=== Tarefas ===
• 1. Por favor, repita a parte do trecho sobre o Sítio Pedra da Tesoura que começa em “Sobre o potencial” e segue até “escavações e análise.”.
• 2. Segundo o trecho sobre o Sítio Pedra da Tesoura, quem construiu o Museu do Marinho?

=== Trecho fornecido ===
★ ★ ★ ★ ★

Segundo suas informações, o Sítio Pedra da Tesoura é altamente relevante arqueologicamente em âmbito regional, pois permitiu caracterizar padrões de sepultamentos e compreender como os povos pré-históricos que ocuparam o abrigo da pedra da tesoura lidavam com seus entes no momento de morte.
Sobre o potencial para futuras escavações, afirma: “A localidade tem um potencial incrível, com muitos sítios com material ósseo aflorando. E para que não percamos estas informações, que nos farão compreender um pouco mais sobre o modo de vida dos povos pretéritos, é importante ampliarmos os pontos de escavações e análise.
O pesquisador destaca que o Museu do Marinho foi construído pela própria comunidade: “Desde sempre demonstraram sensibilidade com esse patrimônio arqueológico, e o sentimento de pertencimento, que é algo pouco visto. No momento estamos resolvendo questões legais junto ao Iphan (Instituto do Património Histórico e Artístico Nacional) para que possamos armazenar o material arqueológico neste espaço”.

★ ★ ★ ★ ★

=== Dados fornecidos ===
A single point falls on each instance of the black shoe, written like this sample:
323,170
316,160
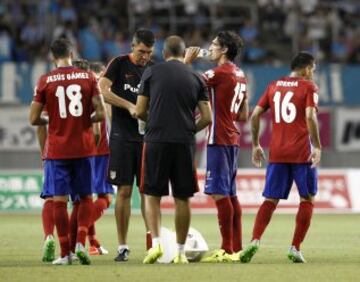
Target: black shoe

★ ★ ★ ★ ★

=== Respostas dos exercícios ===
• 1.
Sobre o potencial para futuras escavações, afirma: “A localidade tem um potencial incrível, com muitos sítios com material ósseo aflorando. E para que não percamos estas informações, que nos farão compreender um pouco mais sobre o modo de vida dos povos pretéritos, é importante ampliarmos os pontos de escavações e análise.

• 2. A própria comunidade.